> _What you should do_: Repeat each entry in full, exactly.

Start of Excerpted data

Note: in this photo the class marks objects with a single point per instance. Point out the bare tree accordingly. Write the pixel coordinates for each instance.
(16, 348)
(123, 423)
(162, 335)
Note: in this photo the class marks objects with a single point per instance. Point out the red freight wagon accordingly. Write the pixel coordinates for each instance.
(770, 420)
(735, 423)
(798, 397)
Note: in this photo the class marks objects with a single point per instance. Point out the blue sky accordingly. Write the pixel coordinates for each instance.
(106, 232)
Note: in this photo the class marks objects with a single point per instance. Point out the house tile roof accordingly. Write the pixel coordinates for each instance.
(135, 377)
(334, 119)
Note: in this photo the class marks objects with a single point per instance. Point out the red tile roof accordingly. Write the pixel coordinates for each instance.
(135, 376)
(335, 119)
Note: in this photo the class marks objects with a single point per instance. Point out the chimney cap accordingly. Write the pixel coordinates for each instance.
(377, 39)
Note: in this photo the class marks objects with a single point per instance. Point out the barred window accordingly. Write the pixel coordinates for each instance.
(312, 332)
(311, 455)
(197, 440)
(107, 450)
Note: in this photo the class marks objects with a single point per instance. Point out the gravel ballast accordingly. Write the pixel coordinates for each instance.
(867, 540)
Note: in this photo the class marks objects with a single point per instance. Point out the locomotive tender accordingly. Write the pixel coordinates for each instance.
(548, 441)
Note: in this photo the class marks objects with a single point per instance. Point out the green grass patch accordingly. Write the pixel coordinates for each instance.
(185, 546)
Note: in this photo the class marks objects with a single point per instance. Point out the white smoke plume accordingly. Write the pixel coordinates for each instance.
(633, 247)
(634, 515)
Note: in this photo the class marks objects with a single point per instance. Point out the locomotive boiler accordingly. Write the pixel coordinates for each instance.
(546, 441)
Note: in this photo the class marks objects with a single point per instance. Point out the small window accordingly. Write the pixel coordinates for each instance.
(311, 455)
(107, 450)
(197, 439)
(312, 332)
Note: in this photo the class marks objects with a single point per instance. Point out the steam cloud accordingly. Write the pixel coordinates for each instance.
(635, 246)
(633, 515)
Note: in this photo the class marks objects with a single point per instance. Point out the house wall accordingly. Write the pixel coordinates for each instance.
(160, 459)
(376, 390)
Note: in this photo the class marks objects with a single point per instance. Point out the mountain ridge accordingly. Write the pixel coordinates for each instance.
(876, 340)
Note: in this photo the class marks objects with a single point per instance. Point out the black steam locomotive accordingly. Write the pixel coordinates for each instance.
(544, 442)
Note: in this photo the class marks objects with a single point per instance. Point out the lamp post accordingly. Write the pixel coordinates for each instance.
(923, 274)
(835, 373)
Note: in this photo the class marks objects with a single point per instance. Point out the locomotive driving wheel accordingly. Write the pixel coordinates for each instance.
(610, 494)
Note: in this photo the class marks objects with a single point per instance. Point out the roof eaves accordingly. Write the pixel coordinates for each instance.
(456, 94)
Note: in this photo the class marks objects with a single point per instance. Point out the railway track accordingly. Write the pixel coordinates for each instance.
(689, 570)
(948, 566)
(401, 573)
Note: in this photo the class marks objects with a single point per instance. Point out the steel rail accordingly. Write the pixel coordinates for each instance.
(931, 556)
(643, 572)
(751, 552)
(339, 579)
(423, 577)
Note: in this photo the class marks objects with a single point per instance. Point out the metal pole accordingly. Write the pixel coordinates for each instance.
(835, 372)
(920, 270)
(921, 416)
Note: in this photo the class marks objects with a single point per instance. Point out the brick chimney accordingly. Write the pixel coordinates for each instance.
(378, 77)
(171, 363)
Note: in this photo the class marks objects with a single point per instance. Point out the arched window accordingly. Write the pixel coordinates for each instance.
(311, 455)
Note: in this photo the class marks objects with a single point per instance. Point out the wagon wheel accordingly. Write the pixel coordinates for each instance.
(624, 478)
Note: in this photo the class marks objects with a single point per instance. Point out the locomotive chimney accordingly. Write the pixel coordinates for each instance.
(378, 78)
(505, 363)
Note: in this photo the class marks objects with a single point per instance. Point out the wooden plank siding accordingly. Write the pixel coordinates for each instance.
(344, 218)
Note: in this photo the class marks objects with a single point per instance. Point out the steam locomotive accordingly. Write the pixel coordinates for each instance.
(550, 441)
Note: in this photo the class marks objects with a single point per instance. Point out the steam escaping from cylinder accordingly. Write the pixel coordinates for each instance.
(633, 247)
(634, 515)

End of Excerpted data

> _Output of the exercise_:
Note: in this photo the class marks objects with a single point per instance. Point out the bare tree accordingly. Write the pixel coordinates for each instance.
(16, 348)
(123, 423)
(162, 335)
Note: in this photo the class marks objects with a single point per instance. Point out the red freight wagon accordingly. Write the pixel coordinates for each instance.
(770, 420)
(735, 423)
(798, 397)
Note: in this photo the class marks objects with a single point per instance. Point out the blue sky accordingly. Write the pixel coordinates for each instance.
(106, 232)
Note: in this photo the class marks objects with a single point per instance. Point out the house tile roof accordingly. Write the pixel coordinates for each instance.
(135, 377)
(334, 119)
Note: in this photo the class marks objects with a single point per instance. Point out the red tile roof accordingly. Write the pixel coordinates for each instance.
(135, 376)
(335, 119)
Note: in this photo the class marks objects with a single point per instance. Point out the chimney cap accordingly. Write the pixel coordinates for each instance.
(377, 39)
Note: in this photo the class marks objects with a single point per instance. Point out the barred window accordingly. Write the pixel coordinates for each instance.
(312, 332)
(311, 455)
(197, 440)
(107, 450)
Note: in this photo the class marks objects with a single point per instance. Point out the gravel ballast accordingly. Write the pixel coordinates for each instance.
(867, 540)
Note: in this photo the class marks objects with a single point per instance. Point out the locomotive tender accordingly. Write the pixel coordinates for each instance.
(548, 441)
Note: in this photo the class marks objects with a single point per instance. Point out the green grass patch accordingly. Write the pixel coordinates for each instance.
(185, 546)
Note: in this photo the class marks objects with a single point per instance. Point out the white smoke plume accordingly. Write the pixel coordinates for each instance.
(633, 247)
(634, 515)
Note: in this photo the class marks objects with a single point per instance. Point out the locomotive boiler accordingly. Write the pixel coordinates for each instance.
(546, 441)
Note: in this photo the class marks objects with a single point per instance. Point out the small window accordingly. Write the pixel coordinates for each instance.
(311, 455)
(107, 450)
(197, 439)
(312, 332)
Note: in this photo the class marks objects with a single point per instance. Point out the steam cloud accordingly. Write the pixel coordinates for each instance.
(635, 246)
(633, 515)
Note: in this photo the class marks objects with a single point per instance. Point out the house wall accordingly. Write the pixel coordinates for each instance.
(160, 459)
(376, 390)
Note: in this photo the class marks objects with a single point per instance. Point out the mountain ridge accordingly. Write the pixel coordinates for each instance.
(876, 340)
Note: in this photo the class marks objects with a single point per instance. Point out the black steam locomotive accordingly. Write the pixel coordinates for each instance.
(544, 442)
Note: in this photo the class marks objects with a single point per instance. Point out the lamp post accordingly. Write the pixel coordinates for each instance.
(923, 274)
(835, 373)
Note: in this photo the class marks objects with a single point per instance. Point out the locomotive driving wheel accordingly. Write the pixel coordinates for each instance.
(610, 494)
Note: in this photo the class marks objects with a single point per instance. Point out the roof eaves accordingly. Write the pixel coordinates for each instance.
(456, 94)
Note: in this photo the class marks objects with a single point per instance. Point out the railway track accordingly. Write the pixel coordinates for each instance.
(689, 570)
(948, 566)
(401, 573)
Note: in this photo the class marks objects with a single point per instance. Point out the steel rail accordingly. Write the pixel coordinates for each instance.
(931, 556)
(643, 572)
(751, 552)
(339, 579)
(423, 577)
Note: in this photo the class marks objects with a single point per instance. Point out the metal pole accordingly. Write the pixel coordinates for each instance.
(835, 372)
(920, 270)
(921, 416)
Note: in this photo the class marks objects with a single point per instance. Point out the brick chimney accordingly. Write the pixel coordinates for each instance.
(378, 77)
(171, 363)
Note: in this photo the class marks objects with a single point per instance. Point out the arched window accordingly. Write the pixel coordinates for each instance.
(311, 455)
Note: in this photo the class marks objects with a single point per instance. Point out the wagon wheel accordingly. Write the pixel coordinates for each instance.
(624, 478)
Note: in this photo the class marks objects with a single point per instance. Point out the locomotive chimney accordingly. Write the pixel coordinates for each instance.
(378, 78)
(505, 363)
Note: in this photo the class marks objects with a single point per instance. Point out the wooden plank siding accordingly. Write the pixel coordinates for each instance.
(344, 218)
Note: in this photo the class marks objects with a single point per instance. Point out the steam locomotive accordingly. Write the pixel coordinates for each instance.
(550, 441)
Note: in this photo the class marks objects with a single point per instance. Point out the steam escaping from cylinder accordingly. Write the pixel coordinates for each instance.
(633, 247)
(634, 515)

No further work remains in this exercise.